What the task asks:
Arrange as a numbered list every line from the start of the records through the line containing "501 351 L 497", skipping blank lines and leaving out the pictures.
──────── Information shown
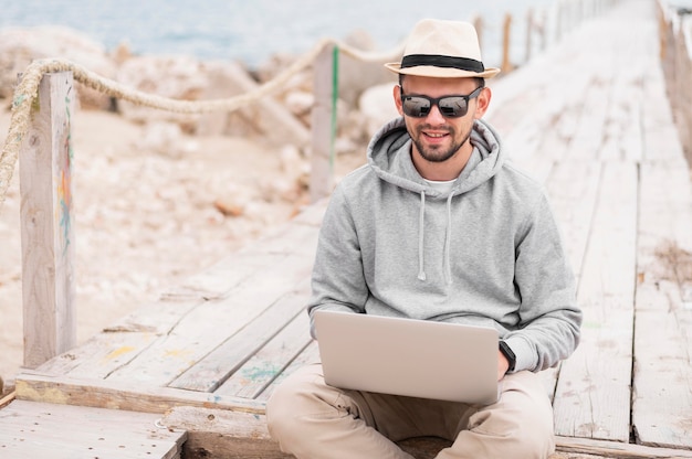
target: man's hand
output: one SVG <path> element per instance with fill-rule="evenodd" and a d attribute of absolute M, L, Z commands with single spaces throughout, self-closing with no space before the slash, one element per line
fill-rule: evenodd
<path fill-rule="evenodd" d="M 501 351 L 497 351 L 497 381 L 502 381 L 507 370 L 510 370 L 507 357 Z"/>

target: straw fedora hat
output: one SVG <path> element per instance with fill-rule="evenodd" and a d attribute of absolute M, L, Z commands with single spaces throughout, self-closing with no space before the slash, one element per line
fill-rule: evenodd
<path fill-rule="evenodd" d="M 409 35 L 401 62 L 385 64 L 403 75 L 438 78 L 492 78 L 500 68 L 485 68 L 473 24 L 469 22 L 423 19 Z"/>

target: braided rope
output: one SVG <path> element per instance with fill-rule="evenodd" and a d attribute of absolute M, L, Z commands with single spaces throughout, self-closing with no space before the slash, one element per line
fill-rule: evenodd
<path fill-rule="evenodd" d="M 76 82 L 87 87 L 98 90 L 108 96 L 127 100 L 136 105 L 158 108 L 161 110 L 181 113 L 181 114 L 205 114 L 210 111 L 233 111 L 249 104 L 255 103 L 262 97 L 274 94 L 289 79 L 307 68 L 315 61 L 319 52 L 327 45 L 334 44 L 338 50 L 354 58 L 363 62 L 378 62 L 385 60 L 398 58 L 400 55 L 399 46 L 392 52 L 386 54 L 368 53 L 349 46 L 345 43 L 336 42 L 332 39 L 321 40 L 310 52 L 296 60 L 285 71 L 276 75 L 273 79 L 259 86 L 256 89 L 245 94 L 220 99 L 208 100 L 179 100 L 168 97 L 161 97 L 154 94 L 147 94 L 135 88 L 125 86 L 113 79 L 105 78 L 87 68 L 70 61 L 60 58 L 36 60 L 33 61 L 22 74 L 21 81 L 14 89 L 12 98 L 12 115 L 10 118 L 10 128 L 0 154 L 0 209 L 4 202 L 14 164 L 19 157 L 19 150 L 22 140 L 29 131 L 29 122 L 31 116 L 31 107 L 33 106 L 38 94 L 41 78 L 46 73 L 72 72 Z"/>

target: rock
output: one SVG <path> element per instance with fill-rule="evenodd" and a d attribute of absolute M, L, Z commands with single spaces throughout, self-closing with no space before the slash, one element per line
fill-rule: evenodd
<path fill-rule="evenodd" d="M 60 57 L 90 71 L 113 78 L 115 63 L 99 43 L 63 26 L 8 28 L 0 30 L 0 97 L 10 99 L 18 74 L 36 58 Z M 108 109 L 111 97 L 75 83 L 82 108 Z"/>
<path fill-rule="evenodd" d="M 366 89 L 358 106 L 365 124 L 366 136 L 371 137 L 382 125 L 399 116 L 394 103 L 394 84 Z"/>
<path fill-rule="evenodd" d="M 144 93 L 180 100 L 199 99 L 208 84 L 203 65 L 184 55 L 130 57 L 118 68 L 117 79 Z M 176 122 L 186 132 L 195 132 L 199 119 L 199 115 L 178 114 L 124 100 L 118 103 L 118 108 L 132 121 Z"/>
<path fill-rule="evenodd" d="M 357 50 L 376 52 L 371 36 L 363 30 L 354 31 L 346 36 L 344 42 Z M 385 68 L 384 64 L 398 61 L 400 55 L 400 52 L 392 50 L 391 56 L 374 62 L 363 62 L 346 53 L 340 53 L 338 72 L 339 98 L 349 106 L 355 106 L 363 92 L 367 88 L 388 82 L 396 83 L 396 75 Z"/>

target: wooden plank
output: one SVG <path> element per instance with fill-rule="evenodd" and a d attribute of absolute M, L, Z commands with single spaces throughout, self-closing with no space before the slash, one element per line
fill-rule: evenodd
<path fill-rule="evenodd" d="M 632 421 L 644 445 L 692 448 L 692 185 L 682 158 L 641 166 L 640 209 Z"/>
<path fill-rule="evenodd" d="M 598 161 L 559 161 L 546 182 L 551 205 L 577 282 L 581 277 L 591 231 L 601 168 Z"/>
<path fill-rule="evenodd" d="M 269 397 L 271 397 L 274 388 L 276 388 L 276 386 L 286 378 L 286 376 L 289 376 L 291 373 L 293 373 L 303 365 L 316 363 L 319 361 L 319 348 L 317 346 L 317 341 L 312 341 L 310 344 L 307 344 L 303 352 L 301 352 L 301 354 L 295 357 L 293 362 L 291 362 L 291 364 L 286 366 L 286 369 L 281 372 L 281 374 L 279 374 L 274 378 L 274 381 L 272 381 L 272 383 L 264 391 L 262 391 L 260 395 L 255 397 L 255 399 L 258 402 L 269 401 Z"/>
<path fill-rule="evenodd" d="M 271 438 L 263 415 L 220 409 L 199 409 L 177 407 L 166 413 L 161 424 L 178 430 L 187 430 L 189 440 L 186 444 L 186 458 L 265 458 L 284 459 L 286 456 L 279 450 L 279 445 Z M 431 438 L 413 438 L 398 444 L 416 458 L 428 459 L 449 441 Z M 677 449 L 648 448 L 639 445 L 619 444 L 615 441 L 596 441 L 557 437 L 557 451 L 551 459 L 671 459 L 692 458 L 692 451 Z"/>
<path fill-rule="evenodd" d="M 188 391 L 216 391 L 268 340 L 279 333 L 286 322 L 298 313 L 306 314 L 304 309 L 308 296 L 310 279 L 306 279 L 295 292 L 280 298 L 255 320 L 182 373 L 169 386 Z"/>
<path fill-rule="evenodd" d="M 82 345 L 45 362 L 38 370 L 44 374 L 80 378 L 107 377 L 146 350 L 157 337 L 170 332 L 180 317 L 199 303 L 158 301 L 144 306 Z"/>
<path fill-rule="evenodd" d="M 671 448 L 651 448 L 617 441 L 587 440 L 584 438 L 556 438 L 557 450 L 589 455 L 588 458 L 608 459 L 683 459 L 692 458 L 692 451 Z M 591 456 L 596 455 L 596 456 Z M 572 457 L 572 456 L 570 456 Z M 583 456 L 578 456 L 581 458 Z"/>
<path fill-rule="evenodd" d="M 336 51 L 336 52 L 335 52 Z M 336 61 L 335 61 L 336 60 Z M 338 50 L 325 43 L 313 63 L 315 103 L 312 109 L 313 151 L 311 153 L 310 199 L 317 202 L 332 193 L 334 184 L 334 136 L 336 107 L 334 83 L 338 72 Z"/>
<path fill-rule="evenodd" d="M 601 161 L 640 161 L 643 146 L 641 116 L 647 100 L 643 99 L 641 79 L 644 77 L 640 63 L 619 70 L 610 89 L 610 100 L 604 120 Z"/>
<path fill-rule="evenodd" d="M 577 285 L 596 207 L 600 172 L 598 161 L 559 161 L 546 183 Z M 545 370 L 541 375 L 548 396 L 554 401 L 559 367 Z"/>
<path fill-rule="evenodd" d="M 158 338 L 127 366 L 108 375 L 108 380 L 158 386 L 175 381 L 310 276 L 312 258 L 277 257 L 233 289 L 228 298 L 195 308 L 170 333 Z"/>
<path fill-rule="evenodd" d="M 300 313 L 214 391 L 214 394 L 256 397 L 311 341 L 310 318 L 307 313 Z"/>
<path fill-rule="evenodd" d="M 0 410 L 2 457 L 179 458 L 185 430 L 158 415 L 15 401 Z M 40 456 L 35 456 L 40 455 Z"/>
<path fill-rule="evenodd" d="M 563 362 L 557 435 L 629 440 L 637 168 L 607 163 L 577 300 L 581 343 Z"/>
<path fill-rule="evenodd" d="M 17 399 L 22 401 L 143 413 L 160 414 L 175 406 L 264 412 L 263 402 L 247 398 L 156 387 L 137 382 L 76 380 L 29 372 L 17 376 L 15 392 Z"/>
<path fill-rule="evenodd" d="M 19 153 L 24 366 L 76 344 L 72 73 L 46 74 Z"/>

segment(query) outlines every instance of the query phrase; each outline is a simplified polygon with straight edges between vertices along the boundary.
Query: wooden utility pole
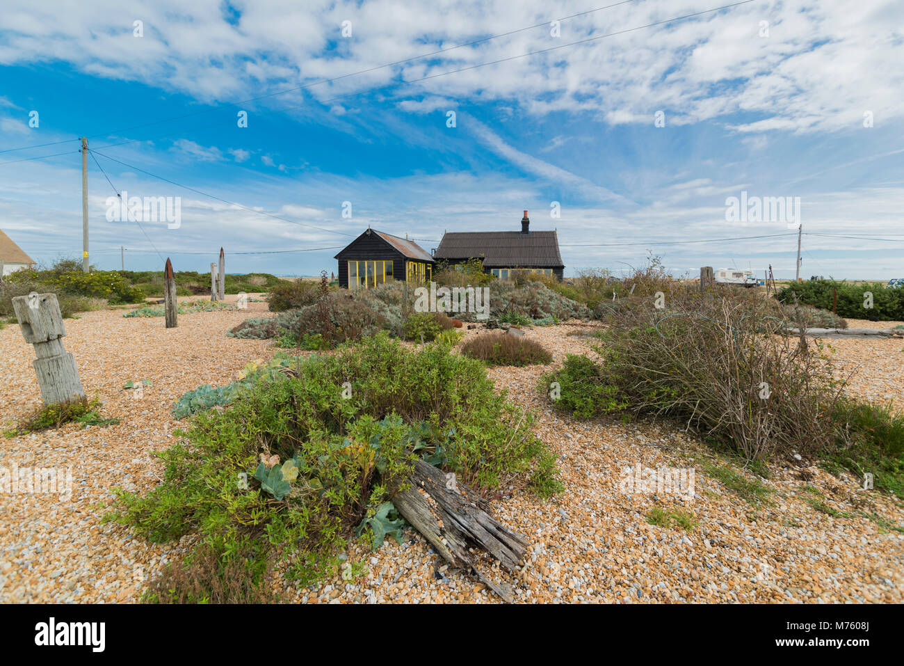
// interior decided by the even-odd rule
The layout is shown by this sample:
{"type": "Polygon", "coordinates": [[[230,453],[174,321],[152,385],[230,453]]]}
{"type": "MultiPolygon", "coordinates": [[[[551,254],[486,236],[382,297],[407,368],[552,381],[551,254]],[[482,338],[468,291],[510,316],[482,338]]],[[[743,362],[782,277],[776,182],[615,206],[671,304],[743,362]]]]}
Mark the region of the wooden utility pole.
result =
{"type": "Polygon", "coordinates": [[[164,267],[164,312],[166,316],[166,328],[175,328],[175,315],[178,303],[175,298],[175,275],[173,274],[173,264],[166,257],[164,267]]]}
{"type": "Polygon", "coordinates": [[[81,138],[81,270],[88,272],[88,138],[81,138]]]}
{"type": "Polygon", "coordinates": [[[223,249],[220,248],[220,285],[219,292],[217,293],[217,298],[220,300],[226,300],[226,255],[223,253],[223,249]]]}
{"type": "Polygon", "coordinates": [[[794,281],[800,281],[800,237],[804,232],[804,225],[797,225],[797,273],[795,275],[794,281]]]}
{"type": "Polygon", "coordinates": [[[75,358],[61,339],[66,327],[56,294],[30,293],[13,299],[13,309],[25,342],[34,345],[34,372],[47,404],[85,397],[75,358]]]}

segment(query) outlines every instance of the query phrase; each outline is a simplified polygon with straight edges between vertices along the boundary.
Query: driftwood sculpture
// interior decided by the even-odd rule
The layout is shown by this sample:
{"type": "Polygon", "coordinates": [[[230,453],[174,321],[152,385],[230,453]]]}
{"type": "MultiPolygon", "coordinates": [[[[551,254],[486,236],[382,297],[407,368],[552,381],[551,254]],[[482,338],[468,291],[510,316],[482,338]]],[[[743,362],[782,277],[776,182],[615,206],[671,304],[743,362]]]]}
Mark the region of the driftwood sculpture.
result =
{"type": "Polygon", "coordinates": [[[34,372],[47,404],[85,396],[75,359],[62,346],[66,328],[56,294],[32,292],[13,299],[13,309],[25,342],[34,345],[34,372]]]}
{"type": "Polygon", "coordinates": [[[474,573],[507,602],[514,595],[509,585],[484,575],[470,548],[485,550],[504,569],[514,572],[527,549],[527,539],[489,515],[489,502],[454,474],[446,474],[418,461],[409,477],[410,487],[396,492],[392,504],[453,568],[474,573]]]}

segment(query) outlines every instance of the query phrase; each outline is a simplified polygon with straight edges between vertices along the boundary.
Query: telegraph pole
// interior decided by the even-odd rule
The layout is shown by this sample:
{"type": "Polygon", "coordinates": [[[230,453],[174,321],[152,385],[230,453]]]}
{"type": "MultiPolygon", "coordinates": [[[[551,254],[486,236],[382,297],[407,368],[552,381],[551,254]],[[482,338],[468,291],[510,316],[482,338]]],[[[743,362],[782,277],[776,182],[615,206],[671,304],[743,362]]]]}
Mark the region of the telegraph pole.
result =
{"type": "MultiPolygon", "coordinates": [[[[797,273],[795,275],[794,281],[800,280],[800,236],[804,232],[804,225],[797,224],[797,273]]],[[[88,232],[85,232],[86,233],[88,232]]]]}
{"type": "Polygon", "coordinates": [[[81,138],[81,270],[88,272],[88,138],[81,138]]]}

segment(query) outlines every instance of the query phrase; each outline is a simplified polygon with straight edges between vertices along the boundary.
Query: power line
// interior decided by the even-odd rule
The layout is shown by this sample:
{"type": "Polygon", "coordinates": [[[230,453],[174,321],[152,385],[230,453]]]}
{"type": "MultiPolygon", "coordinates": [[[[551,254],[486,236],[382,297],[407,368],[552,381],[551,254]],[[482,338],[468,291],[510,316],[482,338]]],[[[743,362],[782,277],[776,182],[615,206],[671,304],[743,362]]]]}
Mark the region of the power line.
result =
────────────────
Final result:
1. target: man's hand
2. output: one SVG <path> element per instance with fill-rule="evenodd" and a d attribute of absolute M, L, Z commands with single spaces throughout, self-closing with no space before the slash, one element per line
3. fill-rule: evenodd
4. <path fill-rule="evenodd" d="M 501 351 L 497 351 L 497 381 L 502 381 L 507 370 L 510 370 L 507 357 Z"/>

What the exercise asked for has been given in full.